What this exercise asks.
1) According to the text on the Corporations Act amendment, by what date did previously elected legal entities in a corporation's elected body have to authorize a natural person and have that person entered in the Commercial Register?
2) Write the next section of the text on the Corporations Act amendment, picking up after its final sentence.

Exercise text.
2. Distribution of profit and other equity capital (Sec. 34 of the Corporations Act)
The amendment now explicitly allows for an option that had previously only been inferred from the law by way of interpretation – namely, that the payout of profit and other capital resources of the company is possible at any time until the end of the fiscal year following the fiscal year for which the financial statements were compiled and approved that serve as the basis for such distribution of profit or other capital resources. Unlike the previous rule, this new rule for the distribution of company resources expressly also applies to other equity capital.
3. Prevention of chaining of legal entities in elected bodies of companies (Sec. 46 (3) et seq. of the Corporations Act)
Legal entities that are a member of an elected body of a corporation must promptly authorize a single natural person to represent them in that body. Unless a natural person has been authorized and entered in the Commercial Register, it will not be possible to enter the legal entity as a member of the elected body. If the legal entity does not authorize a natural person in this manner and no such person is entered in the Commercial Register within three months from the moment at which the position came into existence (or, in the case of previously elected members, within three months from the day on which the amendment came into force, i.e. by April 1, 2021), then the corporate office of the legal entity expires. Thus, under the amendment, one cannot in the case of corporations rely on the concept set out in the Civil Code according to which legal persons who are members of an elected body of another legal person and do not authorize a natural person to represent them will be represented by a member of their own statutory body.
4. Agreement on performance as a corporate officer (Sec. 59 et seq. of the Corporations Act)
The amendment expressly stipulates that an agreement on performance as a corporate officer (smlouva o výkonu funkce) that was not approved by the company's supreme body will not come into effect. Previously, the effect of such missing approval was the agreement's relative invalidity (i.e. invalidity that must first be invoked, which is only possible for a limited period of time). At the same time, the missing approval of the agreement may have consequences for the amount of compensation for the corporate officer. As soon as the agreement has been approved, it will be effective as of the day on which it was concluded or as of the day on which the office came into existence, whichever occurs later; this rule is optional, however, and the supreme body of the corporation may stipulate a different moment for the agreement to come into effect.

Data shown.
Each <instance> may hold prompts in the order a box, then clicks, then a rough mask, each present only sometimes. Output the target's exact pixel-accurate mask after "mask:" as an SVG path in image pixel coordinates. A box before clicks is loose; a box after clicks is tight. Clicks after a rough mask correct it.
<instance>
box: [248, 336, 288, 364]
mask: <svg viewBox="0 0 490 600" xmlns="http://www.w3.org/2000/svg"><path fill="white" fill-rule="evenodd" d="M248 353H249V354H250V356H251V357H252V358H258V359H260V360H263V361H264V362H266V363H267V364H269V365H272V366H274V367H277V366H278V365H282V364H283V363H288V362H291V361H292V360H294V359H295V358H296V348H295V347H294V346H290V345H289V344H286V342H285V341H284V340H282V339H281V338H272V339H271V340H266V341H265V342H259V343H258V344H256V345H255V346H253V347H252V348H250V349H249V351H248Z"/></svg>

Task-by-task answers.
1) By April 1, 2021.

2)
The amendment also clarifies how to proceed in the event that there is a conflict between the memorandum of association and the agreement on performance as a corporate officer. In such a case, the provisions of the memorandum of association take priority – unless the agreement on performance as a corporate officer was approved by the kind of majority required for a change of the memorandum of association, in which case, the provisions of the agreement shall apply.
5. Omission of certain statements from the memorandum (articles) of association of corporations (Sec. 146 (3) and Sec. 250 (4) of the Corporations Act)
The amendment allows for the removal of various statements that were entered in the memorandum (articles) of association of a corporation at the time of its establishment from the text without requiring a notarial deed recording the decision on the change of the company's memorandum (or articles) of association (because the omission of these facts will newly no longer qualify as such a change). For this option to be available, the memorandum (articles) of association must have entrusted the statutory body of the company beforehand with the decision to omit the said facts.
6. Change of rules with respect to per rollam decisions (Sec. 175 (3) and Sec. 419 (2) of the Corporations Act)
Where decisions are taken outside the general meeting, the amendment newly requires that, for those decisions of the general meeting that need to be recorded in a notarial deed, the draft decision be circulated among all shareholders in the form of a notarial deed (whereas it suffices to distribute a copy of the draft decision). However, the amendment no longer requires that a notarial deed be drawn up for each individual shareholder's statement (vote) on the proposed decision. In the case of limited liability companies and newly also joint-stock companies organized under Czech law (společnosts ručením omezeným and akciová společnost, respectively), it will suffice for the shareholders to submit their statement with certified signatures.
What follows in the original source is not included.